ENTRIES PROVIDED:

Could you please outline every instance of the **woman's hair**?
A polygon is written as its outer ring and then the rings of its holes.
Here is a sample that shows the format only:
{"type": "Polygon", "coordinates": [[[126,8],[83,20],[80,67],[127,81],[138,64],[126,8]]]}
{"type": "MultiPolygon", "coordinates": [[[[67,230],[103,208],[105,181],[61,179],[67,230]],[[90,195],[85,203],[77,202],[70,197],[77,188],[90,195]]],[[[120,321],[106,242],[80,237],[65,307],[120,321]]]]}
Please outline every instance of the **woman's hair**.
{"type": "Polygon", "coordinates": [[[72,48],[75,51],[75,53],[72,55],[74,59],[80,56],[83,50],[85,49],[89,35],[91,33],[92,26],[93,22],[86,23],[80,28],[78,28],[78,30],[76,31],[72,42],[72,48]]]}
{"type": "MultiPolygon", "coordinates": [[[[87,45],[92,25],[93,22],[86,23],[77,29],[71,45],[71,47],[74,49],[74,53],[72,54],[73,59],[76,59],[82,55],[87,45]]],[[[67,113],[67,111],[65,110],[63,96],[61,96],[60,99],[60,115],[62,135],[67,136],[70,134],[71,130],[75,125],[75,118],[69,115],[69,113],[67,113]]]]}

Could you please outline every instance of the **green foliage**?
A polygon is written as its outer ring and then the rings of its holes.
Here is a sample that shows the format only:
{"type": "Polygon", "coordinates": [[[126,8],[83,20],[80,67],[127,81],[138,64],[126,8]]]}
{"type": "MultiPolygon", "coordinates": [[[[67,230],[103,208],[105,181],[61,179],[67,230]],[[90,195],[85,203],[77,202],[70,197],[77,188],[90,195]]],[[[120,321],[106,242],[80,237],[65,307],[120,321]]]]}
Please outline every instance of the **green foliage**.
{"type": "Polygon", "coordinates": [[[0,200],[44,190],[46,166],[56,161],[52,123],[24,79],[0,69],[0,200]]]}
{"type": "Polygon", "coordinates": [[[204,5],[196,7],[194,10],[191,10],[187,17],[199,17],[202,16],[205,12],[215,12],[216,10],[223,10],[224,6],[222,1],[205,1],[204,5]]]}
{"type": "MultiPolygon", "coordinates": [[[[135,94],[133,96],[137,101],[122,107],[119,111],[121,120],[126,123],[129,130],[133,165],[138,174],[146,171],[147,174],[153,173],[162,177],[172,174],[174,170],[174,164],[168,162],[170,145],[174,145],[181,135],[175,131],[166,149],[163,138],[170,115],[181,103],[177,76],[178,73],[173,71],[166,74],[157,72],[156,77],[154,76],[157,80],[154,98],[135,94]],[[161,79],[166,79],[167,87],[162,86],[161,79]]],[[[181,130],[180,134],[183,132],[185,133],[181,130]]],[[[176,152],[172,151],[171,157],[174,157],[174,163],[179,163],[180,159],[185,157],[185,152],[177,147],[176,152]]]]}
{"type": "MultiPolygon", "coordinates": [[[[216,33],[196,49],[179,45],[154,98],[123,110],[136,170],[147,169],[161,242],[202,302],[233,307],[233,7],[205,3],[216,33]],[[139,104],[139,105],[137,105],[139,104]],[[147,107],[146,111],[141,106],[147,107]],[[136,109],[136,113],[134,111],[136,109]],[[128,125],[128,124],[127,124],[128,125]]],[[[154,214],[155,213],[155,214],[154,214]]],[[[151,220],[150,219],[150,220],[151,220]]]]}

PROBLEM DETAILS:
From beginning to end, the data must be duplicated exactly.

WRITTEN REPLY:
Could you please outline every instance of the **woman's hair**?
A polygon is written as its outer ring and then the rings of its holes.
Here is a sample that shows the format only:
{"type": "Polygon", "coordinates": [[[126,8],[83,20],[80,67],[127,81],[138,64],[126,8]]]}
{"type": "MultiPolygon", "coordinates": [[[[67,230],[103,208],[105,181],[61,179],[67,230]],[[90,195],[85,203],[77,202],[70,197],[77,188],[90,195]]],[[[120,321],[106,242],[80,237],[65,307],[120,321]]]]}
Please outline every instance of the **woman's hair**.
{"type": "Polygon", "coordinates": [[[72,48],[75,51],[75,53],[72,55],[74,59],[80,56],[83,50],[85,49],[89,35],[91,33],[92,26],[93,22],[86,23],[80,28],[78,28],[78,30],[76,31],[72,42],[72,48]]]}
{"type": "MultiPolygon", "coordinates": [[[[87,45],[92,25],[93,22],[86,23],[77,29],[71,45],[71,47],[74,49],[74,53],[72,54],[73,59],[76,59],[82,55],[87,45]]],[[[67,113],[67,111],[65,110],[63,96],[61,96],[60,99],[60,115],[62,135],[67,136],[70,134],[71,130],[75,125],[75,118],[69,115],[69,113],[67,113]]]]}

Could you please outline every instance of the **green foliage**?
A polygon is written as its outer ring and then the rings of its holes.
Here is a sample that shows the format only:
{"type": "Polygon", "coordinates": [[[126,8],[83,20],[80,67],[127,81],[138,64],[126,8]]]}
{"type": "MultiPolygon", "coordinates": [[[[67,230],[103,208],[105,181],[61,179],[67,230]],[[90,195],[85,203],[77,202],[70,197],[77,188],[90,195]]],[[[120,321],[106,242],[80,237],[65,307],[120,321]]]]}
Please outline every instance of the **green foliage**.
{"type": "Polygon", "coordinates": [[[0,200],[44,190],[46,166],[56,161],[52,123],[24,79],[0,69],[0,200]]]}
{"type": "Polygon", "coordinates": [[[204,5],[196,7],[194,10],[191,10],[187,17],[199,17],[202,16],[205,12],[215,12],[216,10],[223,10],[224,6],[222,1],[205,1],[204,5]]]}
{"type": "MultiPolygon", "coordinates": [[[[135,94],[133,96],[137,101],[122,107],[119,111],[121,120],[126,123],[129,130],[133,165],[138,174],[146,171],[147,174],[153,173],[162,177],[172,174],[174,170],[174,164],[168,162],[170,145],[174,145],[181,135],[175,131],[166,149],[163,138],[170,115],[181,103],[177,76],[178,73],[173,71],[166,74],[157,72],[156,77],[154,76],[157,80],[154,98],[135,94]],[[161,79],[166,79],[167,87],[162,86],[161,79]]],[[[181,130],[180,134],[183,132],[185,133],[181,130]]],[[[176,152],[172,151],[171,157],[174,157],[174,163],[179,163],[180,159],[185,157],[185,152],[177,147],[176,152]]]]}
{"type": "MultiPolygon", "coordinates": [[[[216,33],[196,49],[179,45],[154,98],[123,110],[136,170],[147,169],[161,242],[202,302],[233,307],[233,7],[205,3],[216,33]],[[139,104],[139,105],[137,105],[139,104]],[[147,107],[146,111],[141,106],[147,107]],[[136,109],[136,113],[134,111],[136,109]],[[128,125],[128,124],[127,124],[128,125]]],[[[154,214],[155,213],[155,214],[154,214]]],[[[151,220],[150,219],[150,220],[151,220]]]]}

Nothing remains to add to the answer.